Every line from the opening of the records to the line with "ceiling, given as one point per instance." should be restated exactly, with both ends included and the pictures left out.

───── DATA PROVIDED

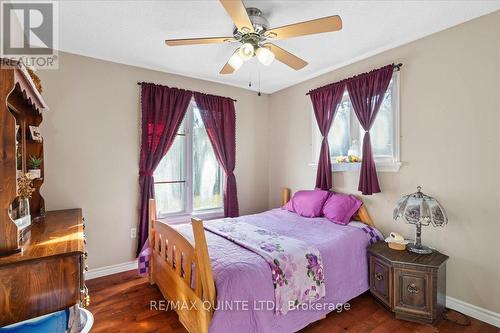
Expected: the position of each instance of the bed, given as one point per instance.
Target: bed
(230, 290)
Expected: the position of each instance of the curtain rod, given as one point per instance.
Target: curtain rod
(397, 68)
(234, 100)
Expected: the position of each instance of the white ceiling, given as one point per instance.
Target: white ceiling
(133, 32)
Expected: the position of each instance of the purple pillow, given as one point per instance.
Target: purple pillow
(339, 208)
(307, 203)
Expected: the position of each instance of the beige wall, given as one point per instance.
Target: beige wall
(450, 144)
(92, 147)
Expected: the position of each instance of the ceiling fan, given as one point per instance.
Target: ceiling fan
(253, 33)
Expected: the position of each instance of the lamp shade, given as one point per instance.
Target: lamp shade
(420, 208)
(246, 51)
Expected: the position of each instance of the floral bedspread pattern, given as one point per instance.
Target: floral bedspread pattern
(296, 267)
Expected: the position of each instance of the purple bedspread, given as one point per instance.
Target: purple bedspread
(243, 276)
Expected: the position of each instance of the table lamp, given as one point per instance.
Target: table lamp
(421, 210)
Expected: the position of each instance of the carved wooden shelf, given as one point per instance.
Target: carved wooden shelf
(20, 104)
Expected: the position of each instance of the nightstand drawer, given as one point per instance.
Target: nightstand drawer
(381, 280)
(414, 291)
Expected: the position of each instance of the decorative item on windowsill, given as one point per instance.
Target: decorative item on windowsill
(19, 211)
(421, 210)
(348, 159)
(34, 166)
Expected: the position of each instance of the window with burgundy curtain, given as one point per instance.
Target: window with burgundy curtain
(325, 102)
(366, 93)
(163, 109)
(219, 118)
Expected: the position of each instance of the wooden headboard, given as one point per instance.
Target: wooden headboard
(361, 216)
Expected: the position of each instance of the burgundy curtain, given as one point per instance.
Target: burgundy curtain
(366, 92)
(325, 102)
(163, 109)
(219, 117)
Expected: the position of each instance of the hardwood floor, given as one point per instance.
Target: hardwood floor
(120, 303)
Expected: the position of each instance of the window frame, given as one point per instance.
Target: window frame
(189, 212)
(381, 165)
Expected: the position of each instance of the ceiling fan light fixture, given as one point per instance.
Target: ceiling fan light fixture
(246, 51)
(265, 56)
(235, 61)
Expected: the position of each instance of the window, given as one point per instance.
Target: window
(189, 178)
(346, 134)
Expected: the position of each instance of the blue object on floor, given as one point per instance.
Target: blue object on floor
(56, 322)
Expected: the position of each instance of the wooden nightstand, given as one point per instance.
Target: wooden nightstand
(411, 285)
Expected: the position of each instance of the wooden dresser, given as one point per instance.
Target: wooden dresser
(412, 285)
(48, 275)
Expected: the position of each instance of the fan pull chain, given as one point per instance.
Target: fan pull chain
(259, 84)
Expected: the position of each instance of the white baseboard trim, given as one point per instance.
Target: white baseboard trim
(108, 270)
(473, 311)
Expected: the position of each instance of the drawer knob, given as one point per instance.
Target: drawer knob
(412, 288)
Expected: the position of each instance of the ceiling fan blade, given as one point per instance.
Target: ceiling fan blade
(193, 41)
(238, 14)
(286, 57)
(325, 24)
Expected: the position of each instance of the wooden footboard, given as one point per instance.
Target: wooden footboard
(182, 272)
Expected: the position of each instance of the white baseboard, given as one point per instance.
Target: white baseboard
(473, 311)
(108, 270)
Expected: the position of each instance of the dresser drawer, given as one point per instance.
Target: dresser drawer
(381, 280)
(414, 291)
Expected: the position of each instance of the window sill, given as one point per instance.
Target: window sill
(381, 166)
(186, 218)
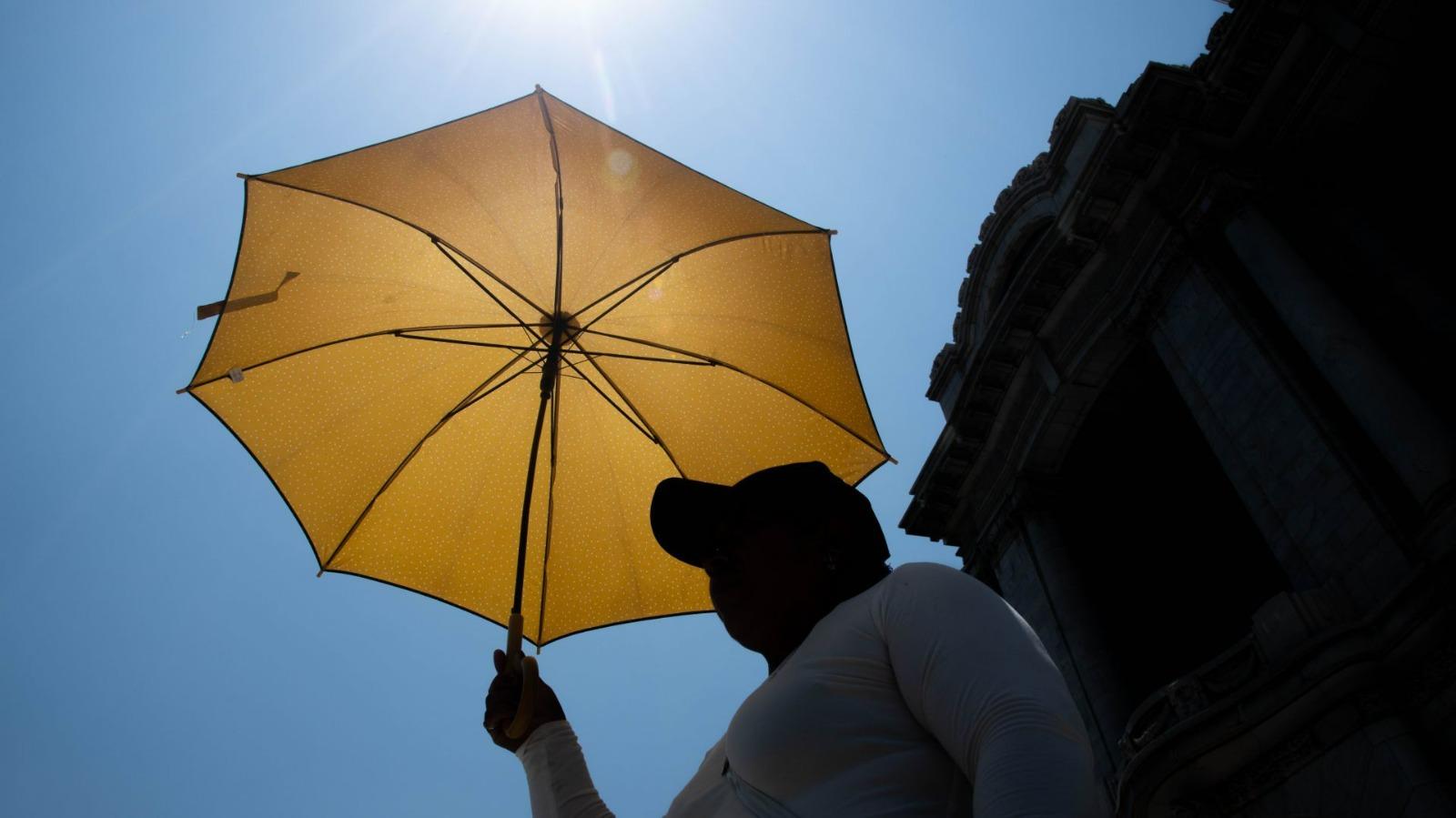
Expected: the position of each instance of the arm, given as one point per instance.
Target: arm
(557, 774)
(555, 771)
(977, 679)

──────────

OUTPUT FOR THIS TASK ::
Expected: the position of each instance of the bed, given as one point per instance.
Target: bed
(230, 290)
Expected: the position of each instance of the curtain rod, given as one point per instance.
Target: curtain rod
(397, 68)
(234, 100)
Expected: the position of each instance of the white ceiling, given as one point per instance.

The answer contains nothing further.